### [What you are asked to do]
Print all of the data exactly as written.

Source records
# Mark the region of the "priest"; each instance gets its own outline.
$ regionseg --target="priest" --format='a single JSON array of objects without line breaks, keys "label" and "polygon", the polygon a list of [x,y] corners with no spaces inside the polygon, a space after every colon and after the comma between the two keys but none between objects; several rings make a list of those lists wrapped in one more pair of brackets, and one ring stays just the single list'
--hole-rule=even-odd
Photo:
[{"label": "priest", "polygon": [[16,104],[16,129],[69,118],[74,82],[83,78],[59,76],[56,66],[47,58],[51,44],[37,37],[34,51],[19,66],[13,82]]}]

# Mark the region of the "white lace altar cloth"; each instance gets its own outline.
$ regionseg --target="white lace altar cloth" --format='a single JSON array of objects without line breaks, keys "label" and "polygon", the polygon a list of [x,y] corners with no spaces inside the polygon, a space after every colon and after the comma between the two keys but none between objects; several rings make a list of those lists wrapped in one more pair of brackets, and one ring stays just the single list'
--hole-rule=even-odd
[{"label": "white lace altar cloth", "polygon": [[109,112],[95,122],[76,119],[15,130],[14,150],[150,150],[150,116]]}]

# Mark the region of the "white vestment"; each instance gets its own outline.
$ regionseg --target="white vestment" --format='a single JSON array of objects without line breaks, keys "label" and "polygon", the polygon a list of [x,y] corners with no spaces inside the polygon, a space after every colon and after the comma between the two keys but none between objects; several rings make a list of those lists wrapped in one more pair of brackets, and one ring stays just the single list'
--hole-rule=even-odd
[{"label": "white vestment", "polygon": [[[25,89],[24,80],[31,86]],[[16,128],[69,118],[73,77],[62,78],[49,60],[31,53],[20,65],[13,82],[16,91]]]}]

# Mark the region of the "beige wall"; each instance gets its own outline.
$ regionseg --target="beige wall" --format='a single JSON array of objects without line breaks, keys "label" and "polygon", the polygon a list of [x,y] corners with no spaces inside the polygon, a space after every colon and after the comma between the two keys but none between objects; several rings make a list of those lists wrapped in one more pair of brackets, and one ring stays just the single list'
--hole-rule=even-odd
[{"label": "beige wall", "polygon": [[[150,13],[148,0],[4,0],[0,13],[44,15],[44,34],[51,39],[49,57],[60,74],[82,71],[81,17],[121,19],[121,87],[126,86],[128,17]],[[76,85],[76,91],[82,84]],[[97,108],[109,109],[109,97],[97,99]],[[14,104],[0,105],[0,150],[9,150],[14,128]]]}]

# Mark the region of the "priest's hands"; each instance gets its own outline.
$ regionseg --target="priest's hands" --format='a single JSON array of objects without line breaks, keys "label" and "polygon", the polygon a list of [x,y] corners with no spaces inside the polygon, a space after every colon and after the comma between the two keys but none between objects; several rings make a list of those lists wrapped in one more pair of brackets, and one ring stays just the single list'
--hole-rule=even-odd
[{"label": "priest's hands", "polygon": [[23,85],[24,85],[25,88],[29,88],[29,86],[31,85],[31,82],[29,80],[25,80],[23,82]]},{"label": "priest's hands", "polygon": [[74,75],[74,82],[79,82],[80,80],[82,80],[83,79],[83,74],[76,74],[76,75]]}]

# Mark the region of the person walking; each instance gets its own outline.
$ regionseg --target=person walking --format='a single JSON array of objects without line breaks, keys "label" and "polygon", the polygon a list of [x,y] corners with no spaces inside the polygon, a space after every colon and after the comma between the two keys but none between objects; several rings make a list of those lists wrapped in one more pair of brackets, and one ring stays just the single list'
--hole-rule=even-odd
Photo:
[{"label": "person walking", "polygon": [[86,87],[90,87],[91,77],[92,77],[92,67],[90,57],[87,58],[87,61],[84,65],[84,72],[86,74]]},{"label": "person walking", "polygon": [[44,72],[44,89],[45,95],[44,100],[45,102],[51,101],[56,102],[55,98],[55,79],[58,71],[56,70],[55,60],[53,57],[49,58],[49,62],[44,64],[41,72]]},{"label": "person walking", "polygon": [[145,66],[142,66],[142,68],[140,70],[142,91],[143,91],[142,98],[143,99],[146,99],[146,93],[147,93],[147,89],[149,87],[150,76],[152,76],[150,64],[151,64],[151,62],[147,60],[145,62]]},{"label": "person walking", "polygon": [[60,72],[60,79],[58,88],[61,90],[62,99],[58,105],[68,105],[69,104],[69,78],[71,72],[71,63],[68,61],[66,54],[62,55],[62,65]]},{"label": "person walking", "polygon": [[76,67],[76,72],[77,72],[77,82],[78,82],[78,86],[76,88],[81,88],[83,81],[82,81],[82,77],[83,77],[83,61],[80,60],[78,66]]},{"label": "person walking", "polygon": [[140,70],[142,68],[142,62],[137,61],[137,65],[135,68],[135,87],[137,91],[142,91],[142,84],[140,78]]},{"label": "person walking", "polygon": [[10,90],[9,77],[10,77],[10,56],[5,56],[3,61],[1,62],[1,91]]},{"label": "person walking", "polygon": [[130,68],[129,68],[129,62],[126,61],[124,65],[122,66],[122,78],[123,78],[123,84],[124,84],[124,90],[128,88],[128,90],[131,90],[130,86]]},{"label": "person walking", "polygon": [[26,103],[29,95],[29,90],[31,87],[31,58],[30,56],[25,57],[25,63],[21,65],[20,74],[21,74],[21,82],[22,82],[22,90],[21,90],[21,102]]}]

### [Task result]
# Mark the region of the "priest"; each instance gets its own outline.
$ regionseg --target="priest" --format='a single JSON array of objects without line breaks, keys "label" and "polygon", the polygon a list of [x,y] corners with no spaces inside the polygon, a space after every colon and after the comma between the two keys but none between objects; several rings make a list of those lists wrapped in one more pair of brackets, and one ring stays just the single list'
--hole-rule=even-odd
Photo:
[{"label": "priest", "polygon": [[16,104],[16,129],[69,118],[74,82],[83,78],[59,76],[56,66],[47,58],[51,44],[37,37],[34,51],[19,66],[13,82]]}]

# Mark the region of the "white lace altar cloth"; each instance gets its own outline.
$ regionseg --target="white lace altar cloth" --format='a single JSON array of objects without line breaks, keys "label" and "polygon", the polygon a list of [x,y] corners with no spaces inside the polygon, a space after every colon and after the comma between the two keys but none between objects; several rings make a list of those lists wrapped in one more pair of brackets, and one ring stays just the single list'
--hole-rule=even-odd
[{"label": "white lace altar cloth", "polygon": [[109,112],[95,122],[76,119],[15,130],[14,150],[150,150],[150,116]]}]

# Mark the region of the "white vestment"; each instance gets its own outline.
$ regionseg --target="white vestment" --format='a single JSON array of objects without line breaks, keys "label" and "polygon", the polygon a list of [x,y] corners with no spaces inside the polygon, a space after every colon and after the comma between the two keys but none between objects; several rings make a list of those lists wrapped in one more pair of brackets, and one ring stays just the single list'
--hole-rule=even-odd
[{"label": "white vestment", "polygon": [[[25,89],[24,80],[31,86]],[[16,128],[69,118],[73,77],[62,78],[49,60],[31,53],[20,65],[13,82],[16,91]]]}]

# Mark the region of the "beige wall"; each instance gets its own outline.
$ regionseg --target="beige wall" --format='a single JSON array of objects without line breaks, keys "label" and "polygon", the polygon a list of [x,y] corners with no spaces inside the polygon, a space after every colon and after the comma between the two keys but none between objects; several rings make a list of those lists wrapped in one more pair of brackets, and one ring stays just the single list'
--hole-rule=even-odd
[{"label": "beige wall", "polygon": [[[150,13],[148,0],[4,0],[0,13],[44,15],[44,34],[51,39],[49,57],[60,74],[82,71],[81,17],[121,19],[121,87],[126,86],[128,17]],[[76,85],[76,91],[82,84]],[[97,108],[109,109],[109,97],[97,99]],[[14,104],[0,105],[0,150],[9,150],[14,128]]]}]

# Mark the region of the "priest's hands"; each instance gets its own outline.
$ regionseg --target="priest's hands" --format='a single JSON array of objects without line breaks, keys "label" and "polygon", the polygon a list of [x,y] corners with no spaces inside the polygon, a space after every colon and after the comma between the two keys but none between objects; several rings make a list of those lists wrapped in one more pair of brackets, and one ring stays just the single list'
--hole-rule=even-odd
[{"label": "priest's hands", "polygon": [[23,85],[24,85],[25,88],[29,88],[29,86],[31,85],[31,82],[29,80],[25,80],[23,82]]},{"label": "priest's hands", "polygon": [[74,75],[74,82],[79,82],[80,80],[82,80],[83,79],[83,74],[76,74],[76,75]]}]

# Mark the region of the person walking; each instance gets its own outline.
$ regionseg --target=person walking --format='a single JSON array of objects without line breaks, keys "label" and "polygon", the polygon a list of [x,y] corners with no spaces inside the polygon, a space after every colon and after the comma between the two keys but none between objects; several rings make a list of those lists wrapped in one more pair of brackets, and one ring stays just the single list'
--hole-rule=even-odd
Photo:
[{"label": "person walking", "polygon": [[86,87],[90,87],[91,77],[92,77],[92,67],[90,57],[87,58],[87,61],[84,65],[84,72],[86,74]]},{"label": "person walking", "polygon": [[44,72],[44,89],[45,95],[44,100],[45,102],[51,101],[56,102],[55,98],[55,79],[58,71],[56,70],[55,60],[53,57],[49,58],[49,62],[44,64],[41,72]]},{"label": "person walking", "polygon": [[145,66],[142,66],[142,68],[140,70],[142,91],[143,91],[142,98],[143,99],[146,99],[146,93],[147,93],[147,89],[149,87],[150,76],[152,76],[150,64],[151,64],[151,62],[147,60],[145,62]]},{"label": "person walking", "polygon": [[60,72],[60,79],[58,88],[61,90],[62,99],[58,105],[68,105],[69,104],[69,78],[71,72],[71,63],[68,61],[66,54],[62,55],[62,65]]},{"label": "person walking", "polygon": [[76,67],[76,72],[77,72],[77,82],[78,82],[78,86],[76,88],[81,88],[83,81],[82,81],[82,77],[83,77],[83,61],[80,60],[78,66]]},{"label": "person walking", "polygon": [[140,70],[142,68],[142,62],[137,61],[137,65],[135,68],[135,87],[137,91],[142,91],[142,84],[140,78]]},{"label": "person walking", "polygon": [[10,90],[9,77],[10,77],[10,56],[5,56],[3,61],[1,62],[1,91]]},{"label": "person walking", "polygon": [[130,68],[129,68],[129,62],[126,61],[124,65],[122,66],[122,78],[123,78],[123,84],[124,84],[124,90],[128,88],[128,90],[131,90],[130,86]]},{"label": "person walking", "polygon": [[26,103],[29,95],[29,90],[31,87],[31,58],[30,56],[25,57],[25,63],[21,65],[20,74],[21,74],[21,82],[22,82],[22,90],[21,90],[21,102]]}]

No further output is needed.